Estratto della pagina:
==============================

LexCED: l'assistente legale basato sull'intelligenza artificiale AI. Chiedigli un parere, provalo adesso!

Motivazione per relationem: Cassazione su misura cautelare

La Corte di Cassazione ha dichiarato inammissibile il ricorso di un indagato contro l’ordinanza di custodia cautelare in carcere per associazione a delinquere finalizzata al traffico di stupefacenti. La sentenza ha convalidato l’uso della motivazione per relationem da parte del Tribunale, specificando che è legittima quando il giudice dimostra di aver svolto un’autonoma e critica valutazione degli atti richiamati, senza limitarsi a un mero rinvio. La Corte ha inoltre ribadito che per reati di tale gravità, la presunzione di sussistenza delle esigenze cautelari non viene meno per il solo decorso del tempo.

Prenota un appuntamento

Per una consulenza legale o per valutare una possibile strategia difensiva prenota un appuntamento.

La consultazione può avvenire in studio a Milano, Pesaro, Benevento, oppure in videoconferenza.

02.37901052
8:00 – 20:00
(Lun - Sab)

==============================

[Estratti dai record di segmentazione]
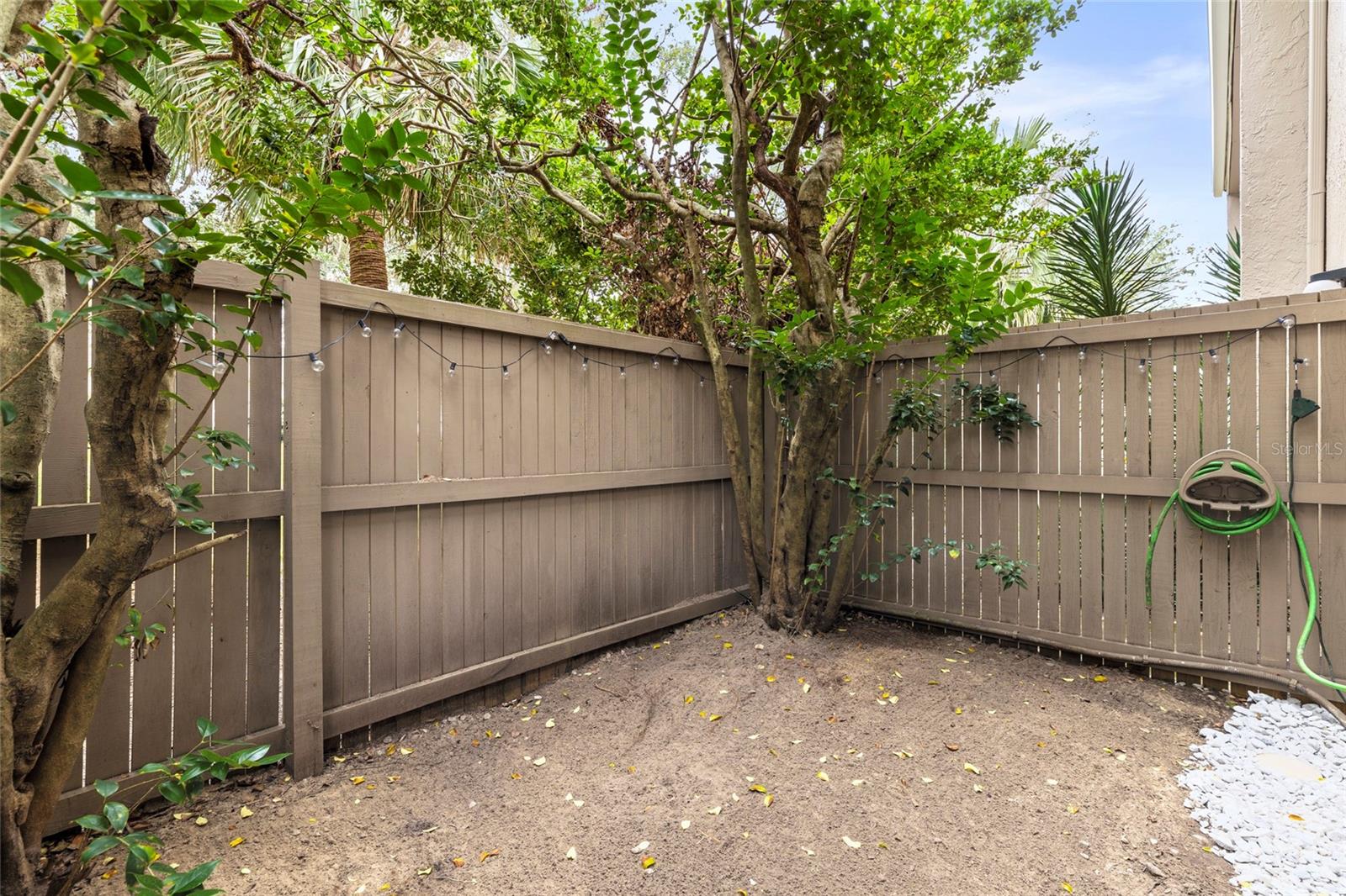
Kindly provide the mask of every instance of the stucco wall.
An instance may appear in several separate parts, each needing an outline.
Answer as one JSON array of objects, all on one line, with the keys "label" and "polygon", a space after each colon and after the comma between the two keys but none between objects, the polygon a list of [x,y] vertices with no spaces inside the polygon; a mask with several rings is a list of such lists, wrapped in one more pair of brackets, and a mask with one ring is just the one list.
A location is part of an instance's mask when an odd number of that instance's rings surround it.
[{"label": "stucco wall", "polygon": [[1346,268],[1346,3],[1327,4],[1327,268]]},{"label": "stucco wall", "polygon": [[1308,3],[1242,0],[1238,32],[1242,293],[1299,292],[1308,280]]}]

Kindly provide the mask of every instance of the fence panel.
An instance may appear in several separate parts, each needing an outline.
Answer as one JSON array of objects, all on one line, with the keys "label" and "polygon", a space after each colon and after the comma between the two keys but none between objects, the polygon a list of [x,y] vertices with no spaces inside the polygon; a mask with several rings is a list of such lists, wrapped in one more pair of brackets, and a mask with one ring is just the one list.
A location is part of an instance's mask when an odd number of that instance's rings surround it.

==============================

Cosa devi fare:
1/ Per ciascuna affermazione (a), (b) e (c) indica se concorda con la pagina sulla sentenza della Cassazione. Rispondi sì o no e cita tra virgolette le parole della pagina che lo stabiliscono.
(a) La Corte ha accolto il ricorso dell'indagato.
(b) La consultazione può svolgersi anche a distanza, in videoconferenza.
(c) Secondo la Corte, il solo passare del tempo fa cadere la presunzione che esistano le esigenze cautelari.
2/ Prosegui la pagina sulla sentenza della Cassazione a partire dal punto in cui si interrompe.

Risposte in ordine:
1/
(a) No: "La Corte di Cassazione ha dichiarato inammissibile il ricorso di un indagato"
(b) Sì: "La consultazione può avvenire in studio a Milano, Pesaro, Benevento, oppure in videoconferenza."
(c) No: "la presunzione di sussistenza delle esigenze cautelari non viene meno per il solo decorso del tempo"

2/
Pubblicato il 9 settembre 2025 in Diritto Penale, Giurisprudenza Penale, Procedura Penale

Motivazione per relationem: legittima se il giudice valuta criticamente

La Corte di Cassazione, con la sentenza n. 598/2025, si è pronunciata su un tema cruciale della procedura penale: i limiti di ammissibilità della motivazione per relationem nei provvedimenti che dispongono misure cautelari personali. La Suprema Corte ha stabilito che il richiamo agli atti di un’altra parte processuale, come l’appello del Pubblico Ministero, è valido solo se il giudice dimostra di aver condotto un’autonoma e approfondita valutazione critica degli elementi, senza limitarsi a una mera adesione passiva. Questo principio garantisce che la decisione sulla libertà personale sia sempre frutto di un esame ponderato e non di un automatismo.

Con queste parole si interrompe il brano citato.